Source passage.
Clans in the News (Again); Plus, When Informants Embrace Research

William Finnegan’s ‘Letter from Maine’ on ‘the Somalis of Lewiston’ (The New Yorker, December 11, 2006 — sorry I can’t find it online), revisits the issue of the contemporary relevance of both anthropology in general and of the anthropology of kinship (or perhaps I should say the anthropology of clans) in particular. He writes:

People [Somali immigrants] are loath to talk, at least to outsiders, about the clan system in Somalia, whose rivalries have helped fuel the civil war there. But it survives in the diaspora, and it continues to divide expatriate communities, where different groups scramble for access to resources. (A young Somali social worker told me that he’d stopped going to the Lewiston mosque, because it was dominated by members of the Ogaden clan. ‘I refuse to pray next to someone who sees me first as an Isaaq, nost as a Muslim,’ he said.)

Provided information.
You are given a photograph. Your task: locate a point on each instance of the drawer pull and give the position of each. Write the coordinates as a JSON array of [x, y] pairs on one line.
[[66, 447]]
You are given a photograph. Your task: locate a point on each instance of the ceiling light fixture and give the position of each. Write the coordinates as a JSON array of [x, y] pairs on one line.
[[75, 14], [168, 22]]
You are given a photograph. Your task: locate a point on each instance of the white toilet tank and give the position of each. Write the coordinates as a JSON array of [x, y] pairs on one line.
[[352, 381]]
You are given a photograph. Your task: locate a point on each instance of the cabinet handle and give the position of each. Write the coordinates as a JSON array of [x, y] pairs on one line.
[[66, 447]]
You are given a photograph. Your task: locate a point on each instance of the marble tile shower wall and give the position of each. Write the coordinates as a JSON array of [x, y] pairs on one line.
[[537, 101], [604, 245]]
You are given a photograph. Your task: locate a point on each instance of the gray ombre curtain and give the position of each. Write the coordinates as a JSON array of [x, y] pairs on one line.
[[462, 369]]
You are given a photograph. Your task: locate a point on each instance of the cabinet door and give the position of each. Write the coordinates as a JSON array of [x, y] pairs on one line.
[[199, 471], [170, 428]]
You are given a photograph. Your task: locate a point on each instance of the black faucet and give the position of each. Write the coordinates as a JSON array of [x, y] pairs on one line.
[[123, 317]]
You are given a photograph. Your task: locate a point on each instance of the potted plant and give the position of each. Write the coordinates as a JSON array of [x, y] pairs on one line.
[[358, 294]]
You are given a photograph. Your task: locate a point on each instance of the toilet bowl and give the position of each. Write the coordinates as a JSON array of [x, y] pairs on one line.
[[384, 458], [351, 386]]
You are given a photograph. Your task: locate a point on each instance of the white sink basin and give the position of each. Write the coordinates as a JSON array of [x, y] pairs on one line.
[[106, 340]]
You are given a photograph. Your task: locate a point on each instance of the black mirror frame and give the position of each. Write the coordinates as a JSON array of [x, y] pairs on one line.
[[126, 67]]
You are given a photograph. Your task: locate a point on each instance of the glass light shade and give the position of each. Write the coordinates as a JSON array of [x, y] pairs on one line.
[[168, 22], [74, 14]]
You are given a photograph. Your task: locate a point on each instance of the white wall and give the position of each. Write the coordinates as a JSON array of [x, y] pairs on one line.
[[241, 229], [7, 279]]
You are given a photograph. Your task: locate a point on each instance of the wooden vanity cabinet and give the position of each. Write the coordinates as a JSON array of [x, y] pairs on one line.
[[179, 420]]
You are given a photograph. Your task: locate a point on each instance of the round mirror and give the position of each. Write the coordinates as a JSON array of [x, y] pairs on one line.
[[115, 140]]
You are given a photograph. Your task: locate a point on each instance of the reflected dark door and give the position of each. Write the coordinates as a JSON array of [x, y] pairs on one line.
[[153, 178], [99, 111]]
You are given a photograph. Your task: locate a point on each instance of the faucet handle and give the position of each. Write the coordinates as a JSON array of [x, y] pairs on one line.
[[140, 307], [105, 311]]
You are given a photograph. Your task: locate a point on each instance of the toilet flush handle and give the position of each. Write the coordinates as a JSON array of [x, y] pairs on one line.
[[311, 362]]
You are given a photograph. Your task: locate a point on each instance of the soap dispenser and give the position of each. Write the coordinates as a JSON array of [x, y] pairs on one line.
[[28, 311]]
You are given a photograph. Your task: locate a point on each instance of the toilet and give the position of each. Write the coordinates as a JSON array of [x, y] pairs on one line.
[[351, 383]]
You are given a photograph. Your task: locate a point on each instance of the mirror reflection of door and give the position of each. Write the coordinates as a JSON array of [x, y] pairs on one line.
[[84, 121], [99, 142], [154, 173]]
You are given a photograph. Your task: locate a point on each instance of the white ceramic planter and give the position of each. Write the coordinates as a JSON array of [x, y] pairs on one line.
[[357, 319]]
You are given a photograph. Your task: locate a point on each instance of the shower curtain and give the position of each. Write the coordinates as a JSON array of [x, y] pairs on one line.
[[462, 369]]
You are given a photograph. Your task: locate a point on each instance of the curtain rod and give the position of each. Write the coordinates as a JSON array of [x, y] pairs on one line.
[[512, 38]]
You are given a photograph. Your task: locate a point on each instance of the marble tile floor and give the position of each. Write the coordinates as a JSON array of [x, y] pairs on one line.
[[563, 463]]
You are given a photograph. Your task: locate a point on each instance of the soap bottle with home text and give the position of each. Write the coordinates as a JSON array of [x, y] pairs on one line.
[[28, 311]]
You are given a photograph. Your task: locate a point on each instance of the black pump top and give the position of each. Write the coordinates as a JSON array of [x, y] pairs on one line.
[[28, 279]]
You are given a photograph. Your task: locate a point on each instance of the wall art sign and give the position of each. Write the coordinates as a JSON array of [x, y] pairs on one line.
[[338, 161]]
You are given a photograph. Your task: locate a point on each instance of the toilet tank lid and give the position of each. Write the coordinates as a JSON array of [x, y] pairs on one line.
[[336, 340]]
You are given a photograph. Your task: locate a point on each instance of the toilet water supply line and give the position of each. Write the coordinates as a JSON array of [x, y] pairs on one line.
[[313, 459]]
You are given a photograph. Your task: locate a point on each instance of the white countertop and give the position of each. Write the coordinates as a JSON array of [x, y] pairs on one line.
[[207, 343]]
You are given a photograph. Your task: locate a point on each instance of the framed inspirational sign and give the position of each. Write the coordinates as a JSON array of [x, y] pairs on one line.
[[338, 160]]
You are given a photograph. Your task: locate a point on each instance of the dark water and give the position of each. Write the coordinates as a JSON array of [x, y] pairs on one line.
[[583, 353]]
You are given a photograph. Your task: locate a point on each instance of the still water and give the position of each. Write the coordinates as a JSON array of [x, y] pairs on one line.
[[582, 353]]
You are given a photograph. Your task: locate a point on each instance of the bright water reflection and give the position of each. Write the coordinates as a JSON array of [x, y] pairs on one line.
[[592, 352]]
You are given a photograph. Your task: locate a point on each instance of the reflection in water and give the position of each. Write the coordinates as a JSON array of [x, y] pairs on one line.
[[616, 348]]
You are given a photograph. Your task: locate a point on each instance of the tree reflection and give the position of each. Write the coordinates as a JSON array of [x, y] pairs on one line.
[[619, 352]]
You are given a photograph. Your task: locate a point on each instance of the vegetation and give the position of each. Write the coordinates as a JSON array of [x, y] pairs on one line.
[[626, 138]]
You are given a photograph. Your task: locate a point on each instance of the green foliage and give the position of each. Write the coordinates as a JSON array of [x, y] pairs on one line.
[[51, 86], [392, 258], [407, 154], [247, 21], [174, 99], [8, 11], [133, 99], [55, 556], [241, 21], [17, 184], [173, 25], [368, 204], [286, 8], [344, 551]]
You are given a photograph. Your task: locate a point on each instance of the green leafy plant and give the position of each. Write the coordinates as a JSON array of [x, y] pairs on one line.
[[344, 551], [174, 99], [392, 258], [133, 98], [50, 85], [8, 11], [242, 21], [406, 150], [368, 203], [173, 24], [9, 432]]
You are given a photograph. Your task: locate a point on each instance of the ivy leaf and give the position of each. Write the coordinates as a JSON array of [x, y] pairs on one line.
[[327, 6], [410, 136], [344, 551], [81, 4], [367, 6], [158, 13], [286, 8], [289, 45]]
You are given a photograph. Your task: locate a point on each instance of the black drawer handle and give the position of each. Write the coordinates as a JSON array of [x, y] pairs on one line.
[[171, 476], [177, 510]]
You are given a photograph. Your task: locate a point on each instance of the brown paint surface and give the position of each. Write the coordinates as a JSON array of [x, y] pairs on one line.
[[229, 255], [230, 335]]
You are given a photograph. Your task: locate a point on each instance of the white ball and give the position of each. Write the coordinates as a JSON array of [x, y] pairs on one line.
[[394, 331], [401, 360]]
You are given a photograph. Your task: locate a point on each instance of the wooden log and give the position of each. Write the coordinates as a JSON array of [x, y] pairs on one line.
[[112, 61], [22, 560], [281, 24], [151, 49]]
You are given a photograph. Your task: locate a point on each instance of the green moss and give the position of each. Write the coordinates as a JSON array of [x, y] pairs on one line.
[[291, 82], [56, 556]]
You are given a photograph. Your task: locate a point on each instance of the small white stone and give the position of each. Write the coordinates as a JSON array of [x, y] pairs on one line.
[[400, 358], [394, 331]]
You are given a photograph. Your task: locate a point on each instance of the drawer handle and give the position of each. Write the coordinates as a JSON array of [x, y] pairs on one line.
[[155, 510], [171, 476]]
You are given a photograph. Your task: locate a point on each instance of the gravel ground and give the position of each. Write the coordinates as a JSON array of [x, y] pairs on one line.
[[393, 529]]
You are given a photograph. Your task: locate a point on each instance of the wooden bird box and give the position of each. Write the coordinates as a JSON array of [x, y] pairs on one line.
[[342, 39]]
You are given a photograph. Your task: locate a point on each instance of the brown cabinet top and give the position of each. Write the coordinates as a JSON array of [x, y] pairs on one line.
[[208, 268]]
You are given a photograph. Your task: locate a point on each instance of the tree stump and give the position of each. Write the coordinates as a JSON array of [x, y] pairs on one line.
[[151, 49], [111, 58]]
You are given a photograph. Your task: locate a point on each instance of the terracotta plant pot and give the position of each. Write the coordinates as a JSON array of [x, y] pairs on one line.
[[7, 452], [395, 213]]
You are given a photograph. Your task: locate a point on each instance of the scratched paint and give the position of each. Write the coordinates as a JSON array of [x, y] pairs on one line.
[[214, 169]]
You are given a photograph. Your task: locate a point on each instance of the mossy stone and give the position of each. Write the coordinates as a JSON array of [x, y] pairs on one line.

Things to do.
1: Name every geographic place (state, city or country) mentioned in the post about the Somalis of Lewiston.
2: Print everything in the post about the Somalis of Lewiston from "People [Somali immigrants]" down to "Muslim,’ he said.)".

Solutions below.
1: Maine, Lewiston, Somalia

2:
People [Somali immigrants] are loath to talk, at least to outsiders, about the clan system in Somalia, whose rivalries have helped fuel the civil war there. But it survives in the diaspora, and it continues to divide expatriate communities, where different groups scramble for access to resources. (A young Somali social worker told me that he’d stopped going to the Lewiston mosque, because it was dominated by members of the Ogaden clan. ‘I refuse to pray next to someone who sees me first as an Isaaq, nost as a Muslim,’ he said.)